■ **Verilen metin**
Abdurrahman Dilipak
Bunun bir izahı olmalı
- İçinizden birilerini, makamı, ilmi, rütbesi ne olursa olsun, onları İlah ve Rab edinmeyin.
- Biz kimseyi İlah ve Rab edinmeyiz ki!
- Hani onlar size bir şey söylerlerdi de, siz o sözler üzerinde düşünmeden, size, o itibar ettiğiniz kişilerin sözlerini, size söylenen şekilde hemen kabul ya da reddetmez miydiniz. İşte bu onları İlah / Hüküm koyucu, Rab / Terbiye edici kabul etmektir!
O size “Norm” koyan, özel ya da tüzel kişi olması neyi değiştirir ki! Kendi koydukları “Norm”lara uyanlara “Normal”, itiraz edenlere “Anormal” diyorlar.
Ve hatta onları cezalandırmaya, engellemeye çalışıyorlar. “Norm koyan” aslında “Hüküm koymuş” oluyor. Size sormadan, size danışmadan, istişare etmeden, size rağmen, sizin için yaptığını söyleyerek, jakobence bir tavırla size kendini dayatıyor.
Bizim onlara dememiz gereken; “Hayır size ‘Raina’ demiyoruz, ‘Unzurna’ diyoruz.”
Bir arkadaş yazmış, “Günde dünyada 80 bin civarında kişinin ölümüne sebep olan kalp hastalığının tedavisini bulmuşuz; fakat aşılara anında onay veren FDA yıllardır bu tedaviye onay vermiyormuş.”
İyi de FDA belgesi ABD girişi için geçerli, böyle bir tedavi varsa neden ülkemizde kullanılmıyor; garip değil mi!. Biz sağlığımızı, canımızı bunlara mı emanet ediyoruz gerçekten. Yılda yaklaşık 30 milyon insanın öldüğü kalp hastalıklarına karşı tedavi yöntemi geliştirmiş Doç. Dr. Neva Çiftçioğlu Banes, bununla Nobel Tıp Ödülü’ne aday oluyor ama yıllardır FDA’den bu buluşuna onay çıkmıyor.

■ **Verilen malzeme**
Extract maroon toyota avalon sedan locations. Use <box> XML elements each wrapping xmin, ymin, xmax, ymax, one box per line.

■ **Yapılacaklar**
1. Normlar ve FDA onayı üzerine yazının "- Hani onlar" sözcükleriyle başlayan bölümünü, "edici kabul etmektir!" sözcüklerinden sonra bitecek biçimde yeniden yazın; bunu yaparken "itibar ettiğiniz" yerine "güvendiğiniz" koyun.
2. Normlar ve FDA onayı üzerine yazıyı son cümlesinin ardından sürdürün.

■ **Numaralı yanıtlar**
1.
- Hani onlar size bir şey söylerlerdi de, siz o sözler üzerinde düşünmeden, size, o güvendiğiniz kişilerin sözlerini, size söylenen şekilde hemen kabul ya da reddetmez miydiniz. İşte bu onları İlah / Hüküm koyucu, Rab / Terbiye edici kabul etmektir!

2.
Ne idüğü belirsiz, fazları tamamlanmamış, yan etki olarak can kaybı veya sağlık riskine karşı tazminat konusunda muafiyet kaydı ile aşılara 2 günde acil kullanım için onay verenler, sizin sağlığınızı düşünüyor olabilir mi? O FDA’nın emrindeki DSÖ’ye bu şartlarda nasıl ve ne kadar güvenebiliriz!?
Bakın tıp bilimi tarihin hiçbir döneminde bu kadar itibar kaybetmedi.
Bunlar dün Kızılderilileri yok etmek için çiçek mikrobu bulaşmış battaniyeler dağıttılar insanlara, belki de tarihin ilk büyük biyolojik savaşıdır Kızılderili katliamı.
Evet, bugün açlıktan ölen sayısı 30.561 kişi. Aşılara ve bu uyduruk testlere bu kadar para harcayanlar, bu açları neden kurtarma adına kıllarını kıpırdatmıyorlar.. Bu insanlar sadece bir kap yiyecek bekliyorlar insanlıktan, üstlerini örtecek bir elbise, ütüsüz, markasız, yamalı, yırtık da olabilir. Ve siz bu gerçekleri görmek istemediniz ama onların bu salgın yalanına nasıl, hemen inanıverdiniz.
Nasıl oldu da, iktidar, muhalefet dâhil, bir kişi hariç, çıkıp bu zulüm karşısında bir şey söylemedi.
Sahi, hâlâ daha ne bekliyorsunuz Viranşehir savcısını göreve iade etmek için. Doğru söyleyeni dokuz köyden kovarlarmış, öyle derler. Bu atasözleri ile büyütüldüğümüz için insanlar 9. köyden kovulmaktan, yanlışlıkla 40. kapıdan içeri girmekten korkuyorlar.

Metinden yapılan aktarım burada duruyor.